• _Tasks to perform_
[1] Copy the passage on selecting an element on a touch screen word for word, from "FIG. 3C depicts" up to and including "of step 250).".
[2] Repeat the lines of the entries verbatim, from the line with "Warehouse picking: mark the grass" up to and including the line with "(1185, 554)".

In step 260. a respective distance is computed from each of the set of elements to the point of tap. Again, the center of the element may be conveniently considered as a point from which the distance is computed. The distance can thus be a linear distance between the point of tap and the element.
In step 280, a first element of the set of elements having the shortest computed distance as the element is determined. The determination entails comparing the computed distances. The determined element is deemed to be the element selected by the user in the touch area on the touch screen.
In step 290, the display is updated on touch screen 110 to reflect the selected element. For example, the selected element may be highlighted more compared to other elements on the display. The flowchart ends in step 299.
It may be appreciated that the computational complexity in determining the selected element is reduced by using the zone based approach of above.
The above noted approaches and some other features of the present disclosure are illustrated below with respect to various examples.

4. Examples

FIGS. 3A-3F represents displays on touch screen 110 at respective time instances, and illustrates some of the features of the present disclosure, as described below.
FIG. 3A depicts the display (on touch screen 110) containing various elements. FIG. 3B depicts an area touched by thumb 311 of a user. Only the outline of thumb is shown for ease of understanding. As may be readily observed, the touched area covers (display area of) several elements. Tap point 321 representing the approximate central point of the touch is shown.
FIG. 3C depicts on a magnified scale, the elements in zone 322 surrounding tap point 321 (represented as a small circle). While zone 322 is shown as a rectangle with the tap point as the centre merely for illustration, the zone can be of alternative shape (but containing the tap point at some point to the middle, or any suitable convention according to the expectations set to the user). In view of the densely characterized display of FIG. 3C (i.e., each element being so small that multiple elements may be covered by a touch area), only those elements that have display area entirely included in (covered by) zone 322 may be considered to be within zone 322 (thereby being candidates to be in the set of elements of step 250).
Element 324 may be observed to be at the shortest distance (compared to other elements having presence in zone 322) to tap point 321, and is accordingly determined to be the element corresponding to the touch operation. In case two elements are equally short distant, one of the elements (e.g., the first one) can be chosen as the selected element.
FIG. 3D depicts display of a tool tip associated with the selected element 324. It should be appreciated other actions (e.g., merely highlighting) may be performed associated with the selected element. It should be appreciated that the zone may be configured to be reasonably large to ensure even elements slightly farther from the touch(ed) area may be selected.
According to another aspect, some level of overlap with zone 322 may qualify an element to be included in the set of elements of step 250, as illustrated with the example of FIG. 3E As shown there, zone 322 based on point of tap 321, does not cover the centre of any of the elements (and consequently does not cover any entire element). In such a case, the distance for each element may be computed to the closest boundary of the element. Thus, element 373, overlapping at least to some extent with zone 322 and having a closer boundary (compared to element 376), is determined to be the selected element. The corresponding tooltip is shown displayed.
FIG. 3F depicts elements 391-394 (each as a single point) connected as a line graph. Zone 322 is shown covering elements 392 and 393. Element 393 is shown as a selected element upon touch at point of tap 321. Though two elements 392 and 393 are covered by zone 322, element 393 is shown as being selected, since element 393 is closer than element 392. Thus, here the intended desired element would be selected even if the tap point does not precisely fall on a small display element.

Extracted data entries:
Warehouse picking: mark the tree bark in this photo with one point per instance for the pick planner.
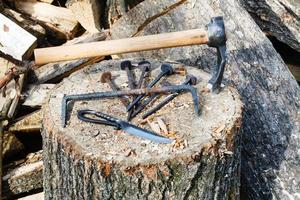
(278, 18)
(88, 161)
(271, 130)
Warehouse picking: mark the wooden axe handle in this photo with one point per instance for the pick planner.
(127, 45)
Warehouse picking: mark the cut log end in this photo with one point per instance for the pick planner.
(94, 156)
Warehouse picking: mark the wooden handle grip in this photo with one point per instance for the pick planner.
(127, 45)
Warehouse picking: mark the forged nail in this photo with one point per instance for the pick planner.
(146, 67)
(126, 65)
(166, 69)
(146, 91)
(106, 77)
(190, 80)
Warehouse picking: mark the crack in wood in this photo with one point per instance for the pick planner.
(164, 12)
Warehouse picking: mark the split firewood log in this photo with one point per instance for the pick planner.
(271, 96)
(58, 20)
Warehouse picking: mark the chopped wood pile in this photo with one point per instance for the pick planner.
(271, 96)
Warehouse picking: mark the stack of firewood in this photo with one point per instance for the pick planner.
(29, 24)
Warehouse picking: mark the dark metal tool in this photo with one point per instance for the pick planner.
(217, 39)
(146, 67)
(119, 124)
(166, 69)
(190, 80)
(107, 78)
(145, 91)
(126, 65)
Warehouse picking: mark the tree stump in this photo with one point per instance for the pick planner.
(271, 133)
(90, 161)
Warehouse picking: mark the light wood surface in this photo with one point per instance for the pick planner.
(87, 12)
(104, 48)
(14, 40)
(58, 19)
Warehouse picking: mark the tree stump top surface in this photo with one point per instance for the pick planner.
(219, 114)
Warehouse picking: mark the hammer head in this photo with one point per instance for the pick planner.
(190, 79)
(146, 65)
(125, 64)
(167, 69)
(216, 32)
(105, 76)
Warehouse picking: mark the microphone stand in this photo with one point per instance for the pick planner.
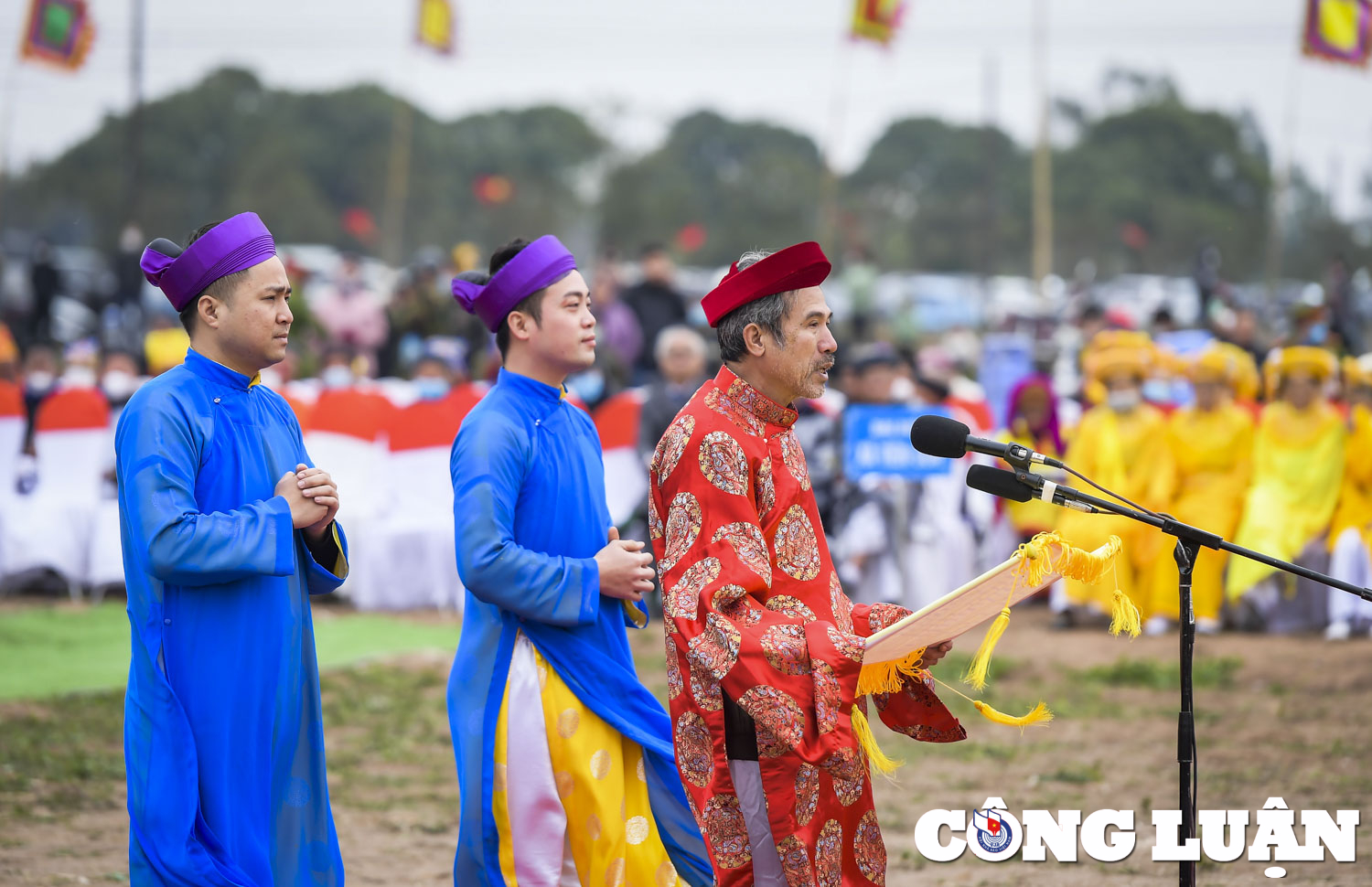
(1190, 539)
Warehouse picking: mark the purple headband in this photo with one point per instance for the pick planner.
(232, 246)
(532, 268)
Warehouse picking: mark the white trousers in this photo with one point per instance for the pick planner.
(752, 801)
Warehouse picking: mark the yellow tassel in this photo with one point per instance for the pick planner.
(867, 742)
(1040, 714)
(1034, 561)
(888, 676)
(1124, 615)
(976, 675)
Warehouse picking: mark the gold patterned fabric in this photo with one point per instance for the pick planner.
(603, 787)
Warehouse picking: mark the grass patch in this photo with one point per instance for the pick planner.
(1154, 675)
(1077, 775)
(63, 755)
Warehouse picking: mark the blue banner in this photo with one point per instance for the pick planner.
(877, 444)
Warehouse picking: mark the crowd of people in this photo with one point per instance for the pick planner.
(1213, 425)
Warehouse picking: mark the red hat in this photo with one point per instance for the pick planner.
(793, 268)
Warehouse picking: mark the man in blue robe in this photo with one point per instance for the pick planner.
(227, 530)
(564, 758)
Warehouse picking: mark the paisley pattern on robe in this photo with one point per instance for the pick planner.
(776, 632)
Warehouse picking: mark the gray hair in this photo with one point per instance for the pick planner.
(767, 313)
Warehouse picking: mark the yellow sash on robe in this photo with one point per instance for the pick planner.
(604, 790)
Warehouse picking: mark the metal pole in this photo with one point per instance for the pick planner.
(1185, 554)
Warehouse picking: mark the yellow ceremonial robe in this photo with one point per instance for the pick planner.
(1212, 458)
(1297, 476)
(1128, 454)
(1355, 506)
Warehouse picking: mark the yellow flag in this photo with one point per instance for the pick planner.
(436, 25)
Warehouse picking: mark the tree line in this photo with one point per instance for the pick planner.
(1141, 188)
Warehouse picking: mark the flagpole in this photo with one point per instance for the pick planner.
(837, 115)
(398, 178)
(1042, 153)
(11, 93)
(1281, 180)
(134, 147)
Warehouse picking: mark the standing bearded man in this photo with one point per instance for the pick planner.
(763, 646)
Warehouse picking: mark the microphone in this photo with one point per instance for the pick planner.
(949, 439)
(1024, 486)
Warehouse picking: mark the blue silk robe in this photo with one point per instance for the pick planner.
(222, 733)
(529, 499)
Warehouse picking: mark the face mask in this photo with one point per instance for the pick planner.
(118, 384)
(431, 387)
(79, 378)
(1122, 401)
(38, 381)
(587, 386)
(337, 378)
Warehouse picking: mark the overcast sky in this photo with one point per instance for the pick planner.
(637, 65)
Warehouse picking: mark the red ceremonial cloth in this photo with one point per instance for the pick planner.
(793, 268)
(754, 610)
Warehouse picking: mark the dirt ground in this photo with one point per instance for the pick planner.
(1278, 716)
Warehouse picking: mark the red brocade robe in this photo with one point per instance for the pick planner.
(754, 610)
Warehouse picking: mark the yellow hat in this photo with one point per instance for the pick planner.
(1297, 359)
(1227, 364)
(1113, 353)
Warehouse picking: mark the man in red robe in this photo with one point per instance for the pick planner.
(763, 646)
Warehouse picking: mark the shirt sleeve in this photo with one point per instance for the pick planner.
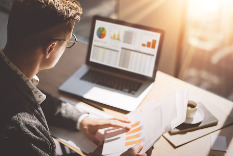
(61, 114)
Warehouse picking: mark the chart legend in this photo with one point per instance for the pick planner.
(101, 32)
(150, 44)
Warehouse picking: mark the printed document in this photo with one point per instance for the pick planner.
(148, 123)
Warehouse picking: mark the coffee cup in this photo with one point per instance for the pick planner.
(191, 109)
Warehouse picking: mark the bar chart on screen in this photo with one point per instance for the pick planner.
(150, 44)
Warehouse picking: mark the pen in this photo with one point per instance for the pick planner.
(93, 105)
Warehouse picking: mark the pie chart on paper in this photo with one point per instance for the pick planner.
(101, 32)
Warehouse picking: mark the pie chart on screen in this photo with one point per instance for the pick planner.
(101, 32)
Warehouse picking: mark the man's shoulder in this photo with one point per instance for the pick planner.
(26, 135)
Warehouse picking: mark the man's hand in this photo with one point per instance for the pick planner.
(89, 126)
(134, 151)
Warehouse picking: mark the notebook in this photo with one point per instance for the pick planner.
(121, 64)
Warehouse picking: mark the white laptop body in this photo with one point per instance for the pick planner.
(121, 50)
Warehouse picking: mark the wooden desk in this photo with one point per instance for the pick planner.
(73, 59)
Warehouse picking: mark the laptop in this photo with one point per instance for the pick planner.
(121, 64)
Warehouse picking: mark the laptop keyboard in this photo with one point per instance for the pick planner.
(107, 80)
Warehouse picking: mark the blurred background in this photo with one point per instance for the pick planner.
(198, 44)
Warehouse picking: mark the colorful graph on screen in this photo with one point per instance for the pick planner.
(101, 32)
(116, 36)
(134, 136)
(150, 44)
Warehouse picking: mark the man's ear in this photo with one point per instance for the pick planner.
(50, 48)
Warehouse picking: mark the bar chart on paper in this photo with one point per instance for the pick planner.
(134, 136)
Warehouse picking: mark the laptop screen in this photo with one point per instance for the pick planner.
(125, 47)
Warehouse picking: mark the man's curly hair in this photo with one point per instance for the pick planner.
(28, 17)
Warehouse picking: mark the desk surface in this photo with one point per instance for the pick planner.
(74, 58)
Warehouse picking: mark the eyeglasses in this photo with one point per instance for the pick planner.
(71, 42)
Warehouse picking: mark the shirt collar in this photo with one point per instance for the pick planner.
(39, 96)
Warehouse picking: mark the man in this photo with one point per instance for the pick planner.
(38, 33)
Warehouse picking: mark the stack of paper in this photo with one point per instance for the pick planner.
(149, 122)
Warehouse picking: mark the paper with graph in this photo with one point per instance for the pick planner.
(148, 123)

• _Replies_
[1]
FIG. 3C depicts on a magnified scale, the elements in zone 322 surrounding tap point 321 (represented as a small circle). While zone 322 is shown as a rectangle with the tap point as the centre merely for illustration, the zone can be of alternative shape (but containing the tap point at some point to the middle, or any suitable convention according to the expectations set to the user). In view of the densely characterized display of FIG. 3C (i.e., each element being so small that multiple elements may be covered by a touch area), only those elements that have display area entirely included in (covered by) zone 322 may be considered to be within zone 322 (thereby being candidates to be in the set of elements of step 250).

[2]
Warehouse picking: mark the grass patch in this photo with one point per instance for the pick planner.
(1154, 675)
(1077, 775)
(63, 755)
Warehouse picking: mark the blue banner in this photo with one point per instance for the pick planner.
(877, 444)
Warehouse picking: mark the crowd of people in this photo with one point per instance for the pick planner.
(1213, 425)
Warehouse picking: mark the red hat in this photo with one point per instance for the pick planner.
(793, 268)
Warehouse picking: mark the man in blue robe in this photo with one point per instance for the pick planner.
(227, 530)
(564, 758)
Warehouse picking: mark the paisley pattern on robe in this photo with one point per instance for the pick planner.
(776, 632)
Warehouse picking: mark the gray hair in this photo with one point per instance for the pick planner.
(767, 313)
Warehouse picking: mark the yellow sash on robe in this photo with one point per instance for the pick planner.
(604, 790)
Warehouse picking: mark the metal pole in this photo with one point per instance for the pick planner.
(1185, 554)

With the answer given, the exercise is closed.